[Stated goal] Put every one of the entries below into a numbered list, omitting any blank lines.

── Listed records ──

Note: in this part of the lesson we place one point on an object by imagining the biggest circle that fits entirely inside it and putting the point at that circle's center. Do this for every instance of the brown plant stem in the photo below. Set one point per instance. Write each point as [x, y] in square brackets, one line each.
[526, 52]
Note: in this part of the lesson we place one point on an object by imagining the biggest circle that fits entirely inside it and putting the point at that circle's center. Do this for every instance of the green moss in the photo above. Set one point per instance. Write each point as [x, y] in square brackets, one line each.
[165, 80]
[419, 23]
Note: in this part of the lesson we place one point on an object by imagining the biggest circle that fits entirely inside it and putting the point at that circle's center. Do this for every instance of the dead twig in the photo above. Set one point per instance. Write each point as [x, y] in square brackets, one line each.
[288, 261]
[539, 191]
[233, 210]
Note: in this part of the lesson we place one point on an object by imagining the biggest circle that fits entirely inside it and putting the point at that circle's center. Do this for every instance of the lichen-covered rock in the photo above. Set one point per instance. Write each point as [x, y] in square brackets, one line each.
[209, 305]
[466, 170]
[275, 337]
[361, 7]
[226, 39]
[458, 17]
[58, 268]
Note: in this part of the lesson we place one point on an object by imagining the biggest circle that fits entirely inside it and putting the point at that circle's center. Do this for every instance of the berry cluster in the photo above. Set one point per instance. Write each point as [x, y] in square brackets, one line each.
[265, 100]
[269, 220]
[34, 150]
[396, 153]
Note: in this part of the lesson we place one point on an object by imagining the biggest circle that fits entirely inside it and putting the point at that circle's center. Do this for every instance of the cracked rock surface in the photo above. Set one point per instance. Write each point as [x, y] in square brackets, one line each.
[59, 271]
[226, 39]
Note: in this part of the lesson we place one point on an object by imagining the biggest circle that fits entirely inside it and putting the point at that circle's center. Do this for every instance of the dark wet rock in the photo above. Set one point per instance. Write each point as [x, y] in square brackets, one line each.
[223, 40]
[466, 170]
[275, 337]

───

[Correct result]
1. Note: in this part of the lesson we place one point on an object by imagining the biggest circle that fits entirely inside it and putting the point at that circle's center. Do this for every instance of the brown plant stem in the photo below. Set one point per instance. Write each point as [x, y] in square brackets, one line each.
2. [526, 52]
3. Note: in this part of the lesson we place one point on an object by imagining the biggest circle that fits entirely inside it and putting the point at that circle's center. Do this for every instance of the green moss in the photo above. Set one point per instance. Write each point as [x, y] in square brackets, one line each.
4. [165, 80]
5. [419, 23]
6. Note: in this part of the lesson we place one point on an object by imagining the biggest circle that fits entirely inside it and putting the point at that circle's center. Do this for every instance of the dead twig in the photo above. Set one point per instance. Write each point as [x, y] in square brackets, one line each.
7. [288, 261]
8. [539, 191]
9. [233, 210]
10. Note: in this part of the lesson we place one point on an object by imagining the biggest circle that fits entirely inside it and putting the point at that circle's center. Do this for every instance of the lichen-covered rock in the photo above. Set one point per instance. Write each point as [x, y] in square brackets, one line each.
11. [209, 305]
12. [466, 170]
13. [275, 337]
14. [361, 7]
15. [226, 39]
16. [458, 17]
17. [58, 268]
18. Note: in this part of the lesson we place one point on an object by imagining the biggest circle that fits entirely inside it and putting the point at that circle's center. Do this for every instance of the berry cluster in the photo above. Set one point per instance. Write each point as [x, y] in square brackets, one line each.
19. [265, 100]
20. [269, 220]
21. [34, 150]
22. [396, 153]
23. Note: in this part of the lesson we place one point on an object by imagining the biggest circle that fits entirely inside it and putting the point at that circle's center. Do this for every instance of the cracked rock surface in the photo above. Set one point per instance. Write each point as [x, y] in square brackets, one line each.
24. [59, 271]
25. [226, 39]
26. Note: in this part of the lesson we place one point on an object by imagining the biggest circle that fits entirely inside it and putting the point at that circle's center. Do this for every instance of the dark wet rock in the photo above. Set one point per instance. Write each point as [x, y] in square brackets, one line each.
27. [223, 40]
28. [466, 170]
29. [275, 337]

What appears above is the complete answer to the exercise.